--- DATA FOR REVIEW ---

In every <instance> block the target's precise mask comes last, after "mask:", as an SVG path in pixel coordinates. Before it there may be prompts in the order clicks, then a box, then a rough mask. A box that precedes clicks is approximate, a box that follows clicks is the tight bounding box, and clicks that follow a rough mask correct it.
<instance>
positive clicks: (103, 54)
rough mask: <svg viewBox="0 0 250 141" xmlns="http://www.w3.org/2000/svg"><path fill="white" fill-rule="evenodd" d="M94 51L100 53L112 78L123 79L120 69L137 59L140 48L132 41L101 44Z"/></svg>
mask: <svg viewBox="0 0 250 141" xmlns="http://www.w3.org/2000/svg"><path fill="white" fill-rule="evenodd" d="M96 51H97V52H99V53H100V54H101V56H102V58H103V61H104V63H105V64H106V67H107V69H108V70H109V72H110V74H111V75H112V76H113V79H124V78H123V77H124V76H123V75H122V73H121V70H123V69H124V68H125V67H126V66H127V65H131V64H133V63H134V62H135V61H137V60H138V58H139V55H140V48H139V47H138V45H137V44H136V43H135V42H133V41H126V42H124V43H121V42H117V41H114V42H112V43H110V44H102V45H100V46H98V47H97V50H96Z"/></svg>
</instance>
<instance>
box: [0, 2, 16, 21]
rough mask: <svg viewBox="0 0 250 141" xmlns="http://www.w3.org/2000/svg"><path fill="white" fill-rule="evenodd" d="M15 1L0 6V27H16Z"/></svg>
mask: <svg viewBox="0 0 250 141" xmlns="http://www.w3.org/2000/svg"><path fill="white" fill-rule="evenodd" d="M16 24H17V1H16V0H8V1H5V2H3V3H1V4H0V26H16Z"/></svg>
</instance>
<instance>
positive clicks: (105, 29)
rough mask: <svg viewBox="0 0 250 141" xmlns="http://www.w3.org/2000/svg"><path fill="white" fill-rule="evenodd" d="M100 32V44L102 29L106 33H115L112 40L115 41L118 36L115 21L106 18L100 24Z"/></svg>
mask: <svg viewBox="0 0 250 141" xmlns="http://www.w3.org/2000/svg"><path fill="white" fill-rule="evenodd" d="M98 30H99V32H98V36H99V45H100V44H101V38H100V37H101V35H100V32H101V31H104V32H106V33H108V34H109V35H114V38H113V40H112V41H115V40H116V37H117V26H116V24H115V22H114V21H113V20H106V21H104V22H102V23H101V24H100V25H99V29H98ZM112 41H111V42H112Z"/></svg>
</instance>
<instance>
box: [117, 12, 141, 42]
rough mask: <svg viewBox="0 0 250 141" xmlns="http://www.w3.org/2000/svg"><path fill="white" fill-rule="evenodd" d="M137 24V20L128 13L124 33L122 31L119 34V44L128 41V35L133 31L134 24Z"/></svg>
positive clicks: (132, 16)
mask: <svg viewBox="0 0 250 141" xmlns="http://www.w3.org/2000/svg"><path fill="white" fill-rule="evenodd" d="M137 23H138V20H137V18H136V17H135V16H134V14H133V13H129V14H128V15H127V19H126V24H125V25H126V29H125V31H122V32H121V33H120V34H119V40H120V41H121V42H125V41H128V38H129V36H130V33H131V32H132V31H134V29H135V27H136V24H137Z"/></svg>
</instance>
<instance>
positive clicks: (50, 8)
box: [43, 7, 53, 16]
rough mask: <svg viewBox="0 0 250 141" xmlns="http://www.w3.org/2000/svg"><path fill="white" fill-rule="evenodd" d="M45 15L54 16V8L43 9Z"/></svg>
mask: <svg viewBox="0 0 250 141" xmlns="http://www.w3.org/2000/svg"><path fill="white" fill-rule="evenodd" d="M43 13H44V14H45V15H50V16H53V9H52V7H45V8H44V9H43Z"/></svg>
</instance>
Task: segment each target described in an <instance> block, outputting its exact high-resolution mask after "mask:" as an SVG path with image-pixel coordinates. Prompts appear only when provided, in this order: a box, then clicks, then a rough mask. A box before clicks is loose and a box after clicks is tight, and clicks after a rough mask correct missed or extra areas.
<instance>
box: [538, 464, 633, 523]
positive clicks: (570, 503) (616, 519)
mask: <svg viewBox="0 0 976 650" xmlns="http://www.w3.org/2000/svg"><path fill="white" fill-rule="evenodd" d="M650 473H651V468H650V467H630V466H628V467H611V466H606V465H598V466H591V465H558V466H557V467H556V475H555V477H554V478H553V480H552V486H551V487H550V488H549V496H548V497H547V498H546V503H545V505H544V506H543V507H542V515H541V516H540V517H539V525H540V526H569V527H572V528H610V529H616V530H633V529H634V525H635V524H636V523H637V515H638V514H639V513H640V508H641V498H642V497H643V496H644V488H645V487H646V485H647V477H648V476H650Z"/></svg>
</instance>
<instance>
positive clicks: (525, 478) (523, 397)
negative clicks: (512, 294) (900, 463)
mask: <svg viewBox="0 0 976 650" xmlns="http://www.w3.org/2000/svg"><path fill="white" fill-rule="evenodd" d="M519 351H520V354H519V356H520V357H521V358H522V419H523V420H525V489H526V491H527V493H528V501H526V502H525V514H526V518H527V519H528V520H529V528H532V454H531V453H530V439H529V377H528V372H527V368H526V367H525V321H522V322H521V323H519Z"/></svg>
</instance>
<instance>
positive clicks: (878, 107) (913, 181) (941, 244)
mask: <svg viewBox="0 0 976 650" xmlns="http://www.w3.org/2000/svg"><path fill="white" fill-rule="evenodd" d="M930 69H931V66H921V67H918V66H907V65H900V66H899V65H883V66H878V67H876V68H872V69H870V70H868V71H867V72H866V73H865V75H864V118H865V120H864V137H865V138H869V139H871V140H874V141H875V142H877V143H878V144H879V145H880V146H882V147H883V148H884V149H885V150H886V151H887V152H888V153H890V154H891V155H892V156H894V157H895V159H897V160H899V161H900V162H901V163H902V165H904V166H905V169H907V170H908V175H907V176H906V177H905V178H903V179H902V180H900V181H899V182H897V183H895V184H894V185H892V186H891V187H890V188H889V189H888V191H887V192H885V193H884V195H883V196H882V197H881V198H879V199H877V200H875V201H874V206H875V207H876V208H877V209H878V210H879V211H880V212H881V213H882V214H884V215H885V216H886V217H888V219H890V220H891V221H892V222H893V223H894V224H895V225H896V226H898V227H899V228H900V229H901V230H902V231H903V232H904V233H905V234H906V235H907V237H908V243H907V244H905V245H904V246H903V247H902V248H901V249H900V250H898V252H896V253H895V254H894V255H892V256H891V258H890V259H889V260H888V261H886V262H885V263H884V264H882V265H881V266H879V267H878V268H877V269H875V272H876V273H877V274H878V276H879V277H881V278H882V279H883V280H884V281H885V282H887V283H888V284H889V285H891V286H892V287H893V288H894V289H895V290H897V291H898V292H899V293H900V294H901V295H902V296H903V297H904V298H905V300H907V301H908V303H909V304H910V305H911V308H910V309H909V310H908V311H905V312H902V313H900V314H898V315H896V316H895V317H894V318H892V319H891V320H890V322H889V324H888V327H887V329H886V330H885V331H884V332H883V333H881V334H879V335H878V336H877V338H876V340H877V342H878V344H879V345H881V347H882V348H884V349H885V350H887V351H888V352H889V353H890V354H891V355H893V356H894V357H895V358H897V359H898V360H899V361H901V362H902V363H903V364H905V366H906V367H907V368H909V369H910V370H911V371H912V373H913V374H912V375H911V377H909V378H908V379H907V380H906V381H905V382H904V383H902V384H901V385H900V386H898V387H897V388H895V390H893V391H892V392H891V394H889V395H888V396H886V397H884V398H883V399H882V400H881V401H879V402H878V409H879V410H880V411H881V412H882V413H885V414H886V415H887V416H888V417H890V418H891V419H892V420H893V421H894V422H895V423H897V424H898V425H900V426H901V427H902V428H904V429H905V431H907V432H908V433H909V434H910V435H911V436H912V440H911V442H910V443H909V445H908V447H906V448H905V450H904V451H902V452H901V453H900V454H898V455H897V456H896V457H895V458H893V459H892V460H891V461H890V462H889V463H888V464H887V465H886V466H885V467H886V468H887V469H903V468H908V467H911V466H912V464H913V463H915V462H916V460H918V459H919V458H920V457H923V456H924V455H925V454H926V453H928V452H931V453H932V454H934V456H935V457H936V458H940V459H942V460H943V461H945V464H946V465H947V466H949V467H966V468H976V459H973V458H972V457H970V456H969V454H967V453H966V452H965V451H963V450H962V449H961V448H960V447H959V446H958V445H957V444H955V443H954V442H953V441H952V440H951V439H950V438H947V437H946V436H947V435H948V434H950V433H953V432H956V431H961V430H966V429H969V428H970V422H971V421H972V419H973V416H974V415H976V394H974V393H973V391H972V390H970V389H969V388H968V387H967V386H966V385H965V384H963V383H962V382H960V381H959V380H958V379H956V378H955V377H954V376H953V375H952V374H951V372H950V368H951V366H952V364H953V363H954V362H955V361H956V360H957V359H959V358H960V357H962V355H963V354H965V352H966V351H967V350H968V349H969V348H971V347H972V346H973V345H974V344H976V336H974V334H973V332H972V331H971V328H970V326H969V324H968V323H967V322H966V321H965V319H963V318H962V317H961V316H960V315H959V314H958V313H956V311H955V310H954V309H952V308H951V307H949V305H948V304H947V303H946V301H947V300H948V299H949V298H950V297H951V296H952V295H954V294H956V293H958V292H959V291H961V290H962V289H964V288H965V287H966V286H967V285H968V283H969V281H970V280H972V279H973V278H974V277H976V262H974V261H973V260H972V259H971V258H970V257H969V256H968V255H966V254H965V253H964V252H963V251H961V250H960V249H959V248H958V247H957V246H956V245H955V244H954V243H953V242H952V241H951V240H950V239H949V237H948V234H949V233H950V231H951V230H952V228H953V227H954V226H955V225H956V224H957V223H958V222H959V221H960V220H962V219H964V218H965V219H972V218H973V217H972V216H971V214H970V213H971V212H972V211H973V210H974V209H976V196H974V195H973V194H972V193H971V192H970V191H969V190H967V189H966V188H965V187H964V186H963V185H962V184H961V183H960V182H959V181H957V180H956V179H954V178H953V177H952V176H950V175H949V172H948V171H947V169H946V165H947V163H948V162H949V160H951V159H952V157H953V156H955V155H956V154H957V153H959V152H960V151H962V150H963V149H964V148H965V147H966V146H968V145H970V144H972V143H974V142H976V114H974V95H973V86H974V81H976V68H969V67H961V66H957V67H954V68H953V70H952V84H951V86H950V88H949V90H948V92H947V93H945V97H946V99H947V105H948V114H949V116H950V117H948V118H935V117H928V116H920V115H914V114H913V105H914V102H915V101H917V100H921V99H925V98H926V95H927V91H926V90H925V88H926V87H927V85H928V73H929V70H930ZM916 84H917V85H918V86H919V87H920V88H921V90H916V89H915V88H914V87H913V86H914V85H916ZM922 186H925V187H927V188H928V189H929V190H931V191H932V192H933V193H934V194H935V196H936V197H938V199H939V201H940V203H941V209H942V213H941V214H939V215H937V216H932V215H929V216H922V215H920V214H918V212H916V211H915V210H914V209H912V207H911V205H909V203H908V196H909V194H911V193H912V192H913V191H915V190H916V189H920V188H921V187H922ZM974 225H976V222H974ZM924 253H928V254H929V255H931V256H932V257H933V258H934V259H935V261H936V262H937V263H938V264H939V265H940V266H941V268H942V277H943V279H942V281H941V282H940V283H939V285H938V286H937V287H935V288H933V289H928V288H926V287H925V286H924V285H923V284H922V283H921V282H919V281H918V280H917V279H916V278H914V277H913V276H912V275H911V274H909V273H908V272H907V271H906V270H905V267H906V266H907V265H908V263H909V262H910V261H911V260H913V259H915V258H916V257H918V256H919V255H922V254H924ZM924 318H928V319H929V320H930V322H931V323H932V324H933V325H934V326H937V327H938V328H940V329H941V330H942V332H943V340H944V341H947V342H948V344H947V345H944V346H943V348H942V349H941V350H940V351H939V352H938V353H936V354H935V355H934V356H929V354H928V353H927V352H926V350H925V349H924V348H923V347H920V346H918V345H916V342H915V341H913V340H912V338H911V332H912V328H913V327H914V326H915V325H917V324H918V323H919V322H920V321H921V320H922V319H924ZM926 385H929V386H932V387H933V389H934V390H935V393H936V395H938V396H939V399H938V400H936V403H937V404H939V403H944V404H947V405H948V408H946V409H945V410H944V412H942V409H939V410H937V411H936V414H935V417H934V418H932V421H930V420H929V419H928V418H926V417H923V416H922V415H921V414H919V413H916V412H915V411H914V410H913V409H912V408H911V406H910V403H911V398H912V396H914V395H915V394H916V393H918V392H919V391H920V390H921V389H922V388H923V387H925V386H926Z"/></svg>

---

Count the lines in the material above that contain the string "positive", treating uppercase and lowercase letters as distinct. Give only the number.

## RESPONSE TO THE EXERCISE
7